[Reto a]
Extrae del texto sobre el collage en la arquitectura el pasaje que empieza en las palabras "El collage es para" y termina después de "infinita, tampoco precaria.", copiándolo sin ningún cambio.

[Fragmento del texto]

++++++++

El collage sabe de un mundo demasiado anciano como para producir verdaderas novedades, por eso para el bricoleur, que es su autor para Levi Strauss, sólo cabe la opción de hablar a través de la forma ya usada y despreciada. El mundo del collage es el de la pos-producción (más que el de la posmodernidad). El “copy-paste”, los links en la red y el sampling son sus parientes cotidianos; la cita, el homenaje y la copia, los egregios.
El collage es para la arquitectura una de las estrategias fundamentales de su pensamiento. Por eso el aprovechar fragmentos de otras arquitecturas ha dependido no solamente de la escasez de los medios disponibles sino de un especial temperamento. El empleo de fragmentos robados y formas intrusas ha supuesto una verdadera fuente de vitalidad. La mezquita de Córdoba, ya un collage por si mismo por el trabajo de reciclaje de sus estructuras y capiteles, se revitaliza con la inclusión de una catedral en su seno. Otro tanto cabría decir de El palazzo de Té, de Giulio Romano, donde la colisión de fragmentos del renacimiento adquiere una nueva lógica gracias al mérito de su disposición alterada…La lista no es infinita, tampoco precaria.
Hoy, en un momento histórico donde la arquitectura concentra todo su ser en el encuentro sublime, el collage se muestra como detalle de primera magnitud. Un trabajo que no depende, al contrario de lo que se cree, del simple pegamento o las tijeras, sino del criterio y la sabiduría del que recorta. En realidad el pensamiento de la arquitectura es fragmentario y la ilusión de unidad siempre se ha logrado por mecanismos artificiales y forzados.

++++++++

[Filas proporcionadas]
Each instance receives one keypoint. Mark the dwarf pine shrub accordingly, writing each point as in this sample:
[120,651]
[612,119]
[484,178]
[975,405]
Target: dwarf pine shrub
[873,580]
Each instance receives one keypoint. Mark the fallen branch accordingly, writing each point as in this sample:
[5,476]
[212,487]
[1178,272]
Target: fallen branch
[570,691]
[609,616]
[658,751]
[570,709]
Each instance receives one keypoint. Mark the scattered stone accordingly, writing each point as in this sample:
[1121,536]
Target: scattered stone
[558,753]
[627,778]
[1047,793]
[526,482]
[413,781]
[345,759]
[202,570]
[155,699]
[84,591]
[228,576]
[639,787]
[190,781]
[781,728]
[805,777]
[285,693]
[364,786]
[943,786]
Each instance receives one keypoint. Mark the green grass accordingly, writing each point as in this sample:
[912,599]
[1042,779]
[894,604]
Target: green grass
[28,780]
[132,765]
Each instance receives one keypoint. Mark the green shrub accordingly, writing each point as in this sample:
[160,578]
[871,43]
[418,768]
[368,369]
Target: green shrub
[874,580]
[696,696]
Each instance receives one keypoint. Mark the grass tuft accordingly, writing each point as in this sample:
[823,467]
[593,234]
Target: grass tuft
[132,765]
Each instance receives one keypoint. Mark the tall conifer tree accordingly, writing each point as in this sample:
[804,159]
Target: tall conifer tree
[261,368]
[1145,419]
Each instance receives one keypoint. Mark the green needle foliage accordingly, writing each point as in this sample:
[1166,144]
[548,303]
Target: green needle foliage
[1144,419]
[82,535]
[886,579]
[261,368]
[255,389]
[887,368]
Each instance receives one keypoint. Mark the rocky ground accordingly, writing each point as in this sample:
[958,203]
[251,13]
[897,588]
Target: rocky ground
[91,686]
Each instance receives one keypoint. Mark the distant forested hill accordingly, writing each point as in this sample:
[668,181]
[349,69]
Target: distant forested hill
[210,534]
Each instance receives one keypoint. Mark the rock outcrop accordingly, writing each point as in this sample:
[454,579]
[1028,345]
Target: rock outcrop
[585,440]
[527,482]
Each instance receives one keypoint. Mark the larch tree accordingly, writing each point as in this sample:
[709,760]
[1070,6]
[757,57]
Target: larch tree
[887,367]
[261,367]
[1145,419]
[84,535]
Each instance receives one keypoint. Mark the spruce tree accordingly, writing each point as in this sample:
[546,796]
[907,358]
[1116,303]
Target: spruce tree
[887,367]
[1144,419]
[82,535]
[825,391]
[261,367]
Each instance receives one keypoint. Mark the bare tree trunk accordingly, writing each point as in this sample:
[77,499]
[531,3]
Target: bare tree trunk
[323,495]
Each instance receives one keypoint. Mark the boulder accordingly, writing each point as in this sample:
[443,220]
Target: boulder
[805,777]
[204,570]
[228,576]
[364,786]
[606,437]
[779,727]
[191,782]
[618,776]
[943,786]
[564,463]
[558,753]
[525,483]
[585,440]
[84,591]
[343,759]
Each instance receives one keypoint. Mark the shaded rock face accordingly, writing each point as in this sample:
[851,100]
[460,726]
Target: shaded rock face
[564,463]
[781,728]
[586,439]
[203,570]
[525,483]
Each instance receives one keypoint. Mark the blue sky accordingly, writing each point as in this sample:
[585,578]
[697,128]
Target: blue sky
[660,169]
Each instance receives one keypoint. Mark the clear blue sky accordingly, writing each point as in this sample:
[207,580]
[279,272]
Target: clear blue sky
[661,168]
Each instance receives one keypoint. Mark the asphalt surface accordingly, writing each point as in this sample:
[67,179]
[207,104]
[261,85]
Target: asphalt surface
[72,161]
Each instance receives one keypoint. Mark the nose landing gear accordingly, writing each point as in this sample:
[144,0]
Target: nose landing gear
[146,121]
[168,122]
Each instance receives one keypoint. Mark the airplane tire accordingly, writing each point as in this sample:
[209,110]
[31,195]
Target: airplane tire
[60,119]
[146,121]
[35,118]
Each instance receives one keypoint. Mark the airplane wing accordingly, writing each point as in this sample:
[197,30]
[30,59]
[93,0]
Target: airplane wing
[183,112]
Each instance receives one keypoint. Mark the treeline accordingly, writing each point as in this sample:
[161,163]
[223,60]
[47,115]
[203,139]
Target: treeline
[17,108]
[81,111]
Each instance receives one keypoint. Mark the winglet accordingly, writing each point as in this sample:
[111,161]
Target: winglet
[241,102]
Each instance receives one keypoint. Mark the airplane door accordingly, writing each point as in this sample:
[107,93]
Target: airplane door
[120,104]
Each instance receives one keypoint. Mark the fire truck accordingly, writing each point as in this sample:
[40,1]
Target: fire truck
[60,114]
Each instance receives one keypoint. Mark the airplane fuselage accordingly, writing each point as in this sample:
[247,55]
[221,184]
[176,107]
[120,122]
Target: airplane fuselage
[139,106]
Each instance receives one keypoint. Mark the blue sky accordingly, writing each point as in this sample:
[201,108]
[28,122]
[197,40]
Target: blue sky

++++++++

[Reto b]
Cambia "sample" por "example" en las filas, desde la línea que contiene "Each instance receives one keypoint. Mark the treeline" hasta el final, ambos extremos incluidos. Escribe solo esas líneas y deja todo lo demás igual.

[Resultado de la tarea a]
El collage es para la arquitectura una de las estrategias fundamentales de su pensamiento. Por eso el aprovechar fragmentos de otras arquitecturas ha dependido no solamente de la escasez de los medios disponibles sino de un especial temperamento. El empleo de fragmentos robados y formas intrusas ha supuesto una verdadera fuente de vitalidad. La mezquita de Córdoba, ya un collage por si mismo por el trabajo de reciclaje de sus estructuras y capiteles, se revitaliza con la inclusión de una catedral en su seno. Otro tanto cabría decir de El palazzo de Té, de Giulio Romano, donde la colisión de fragmentos del renacimiento adquiere una nueva lógica gracias al mérito de su disposición alterada…La lista no es infinita, tampoco precaria.

[Resultado de la tarea b]
Each instance receives one keypoint. Mark the treeline accordingly, writing each point as in this example:
[161,163]
[223,60]
[47,115]
[203,139]
Target: treeline
[17,108]
[81,111]
Each instance receives one keypoint. Mark the winglet accordingly, writing each point as in this example:
[111,161]
Target: winglet
[241,102]
Each instance receives one keypoint. Mark the airplane door accordingly, writing each point as in this example:
[107,93]
Target: airplane door
[120,104]
Each instance receives one keypoint. Mark the fire truck accordingly, writing each point as in this example:
[40,1]
Target: fire truck
[60,114]
Each instance receives one keypoint. Mark the airplane fuselage accordingly, writing each point as in this example:
[247,55]
[221,184]
[176,107]
[120,122]
Target: airplane fuselage
[139,106]
Each instance receives one keypoint. Mark the blue sky accordingly, writing each point as in this example:
[201,108]
[28,122]
[197,40]
Target: blue sky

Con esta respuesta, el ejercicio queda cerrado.